## TEXT SHOWN
When you come to the crossroads and make a big decision about selling your soul to the devil to get what you want, it is supposed to be a dramatic event, the stuff that legends are made of.
In this case, with the announcement of a $105 million deal for Hewlett Packard Enterprise to build the “Crossroads” supercomputer for the so-called Tri-Labs of the US Department of Energy – that would be Lawrence Livermore National Laboratory, Los Alamos National Laboratory, and Sandia National Laboratories, who are, among other things, responsible for managing the nuclear weapons stockpile for the US government – the drama has more to do with the changes in the Intel Xeon and Xeon Phi processor and Omni-Path interconnect roadmaps than anything else.
The DOE supercomputer architects always have to hedge their compute, networking, and storage bets across the Tri-Labs and so do their peers at Oak Ridge National Laboratory, Argonne National Laboratory, Lawrence Berkeley National Laboratory, and a few other national labs. You want commonality because this drives down costs and complexity, but you want distinction so you can push the limits on several technologies all at the same time because that is what HPC centers are actually for and it helps balance out risks when roadmaps get crumpled.
The Advanced Simulation and Computing (ASC) program at the DOE has funded the development of so many different computing architectures over many years that it is hard to keep track of them all. There are several streams of systems that are part of the National Nuclear Security Administration, which runs simulations relating to the nuclear stockpile, and there is an interleaving of machines such that Lawrence Livermore gets the biggest one in what is called Advanced Technology Systems, or ATS, program and then either Los Alamos or Sandia gets the next one and they share it. Like this:
In the chart above, the ATS 2 system at Lawrence Livermore is the existing “Sierra” system, based on IBM Power9 processors and Nvidia V100 GPU accelerators hooked with Mellanox (now Nvidia) 100 Gb/sec InfiniBand interconnects. The ATS 4 system is Crossroads, the award for which is being announced now, and the ATS 5 machine, which is not shown on this old roadmap, is for the future “El Capitan” machine, built from future AMD Epyc CPUs and Radeon Instinct GPUs interlinked by a future rev of HPE’s Cray Slingshot interconnect, which we detailed back in March and which is expected to surpass 2 exaflops in peak 64-bit floating point processing capacity when it is installed in 2022. The Commodity Technology Systems are less about creating thoroughbred supercomputers than regular workhorses that can pull the HPC plows for less money than the Advanced Technology Systems, which are “first of a kind” systems that push the technology.

## JOB 1
Reproduce verbatim everything in the Crossroads supercomputer article from "When you come" down to "than anything else.".
## JOB 2
Pick up the Crossroads supercomputer article after its final sentence and keep writing it.

## RAW DATA
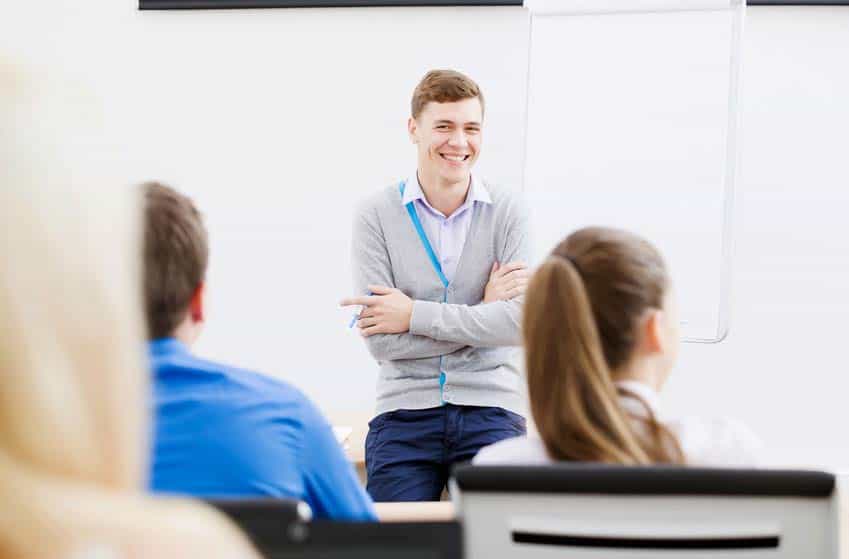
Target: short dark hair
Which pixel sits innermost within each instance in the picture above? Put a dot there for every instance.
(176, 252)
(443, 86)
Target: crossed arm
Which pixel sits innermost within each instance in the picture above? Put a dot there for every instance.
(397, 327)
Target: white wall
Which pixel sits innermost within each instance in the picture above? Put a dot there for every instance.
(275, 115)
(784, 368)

## EXERCISE RESPONSE 1
When you come to the crossroads and make a big decision about selling your soul to the devil to get what you want, it is supposed to be a dramatic event, the stuff that legends are made of.
In this case, with the announcement of a $105 million deal for Hewlett Packard Enterprise to build the “Crossroads” supercomputer for the so-called Tri-Labs of the US Department of Energy – that would be Lawrence Livermore National Laboratory, Los Alamos National Laboratory, and Sandia National Laboratories, who are, among other things, responsible for managing the nuclear weapons stockpile for the US government – the drama has more to do with the changes in the Intel Xeon and Xeon Phi processor and Omni-Path interconnect roadmaps than anything else.

## EXERCISE RESPONSE 2
The current “Trinity” machine shared by Los Alamos and Sandia and installed at Los Alamos, is the one that is coming to the end of its life and the one that Crossroads will replace – ATS 1 in the chart above. The plan was to have the Crossroads replacement ready to go sometime about now, when Trinity would be sunsetted, but processor roadmaps at Intel have been problematic during the 10 nanometer generations of Xeon SP and Xeon Phi processors, to the point where Intel killed off the Xeon Phi line in July 2018 and deprecated its 200 Gb/sec Omni-Path interconnect a year later. The future Xeon SP, Xeon Phi, and Omni-Path technologies were the obvious and easiest choices for the compute and networking in the Crossroads system, given the Trinity all-CPU design and Intel’s desire to position Omni-Path as the successor to the Cray “Aries” XC interconnect used in the Trinity system. As it turns out, Intel has just this week spun out the Omni-Path business into a new company, called Cornelis Networks, founded by some InfiniBand innovators, and Omni-Path will live on in some form independent of Intel. So the technology used in Trinity will evolve and presumably be used in HPC and AI systems of the future. But that spinout did not come in time for Tri-Labs to not chose HPE’s Cray Slingshot interconnect, a variant of Ethernet with HPC extensions and congestion control and adaptive routing that makes a hyperscaler envious, for Crossroads. For whatever reason, InfiniBand from Mellanox was not in the running.
The existing Trinity system is an all-CPU design, and Tri-Labs has been sticking with all-CPU systems for the machines that go into Los Alamos and Sandia under the ATS program; obviously, Lawrence Livermore chose a hybrid CPU-GPU machine for the Sierra and El Capitan systems. Again, this is about hedging technology bets as well as pushing the price/performance curves on a number of architectural fronts among the DOE labs. Trinity was built in stages, and that was not an architectural choice so much as a necessary one, as Jim Lujan, HPC program manager at Los Alamos, told us back in July 2016 when the “Knights Landing” Xeon Phi parallel processors were first shipping. Trinity was supposed to be entirely composed of these Xeon Phi processors, but they were delayed and the base machine was built from over 9,486 two-socket nodes using the 16-core “Haswell” Xeon E5-2698 v3 processors and another 9,934 nodes based on the 68-core Xeon Phi 7250 processors, for a total of 19,240 nodes with 979,072 cores with a peak performance of 41.5 petaflops at double precision. Trinity had 2.07 PB of main memory, and implemented a burst buffer on flash storage in the nodes that had a combined 3.7 PB of capacity and 3.3 TB/sec of sustained bandwidth. The parallel file system attached to Trinity had 78 PB of capacity and 1.45 TB/sec of sustained bandwidth.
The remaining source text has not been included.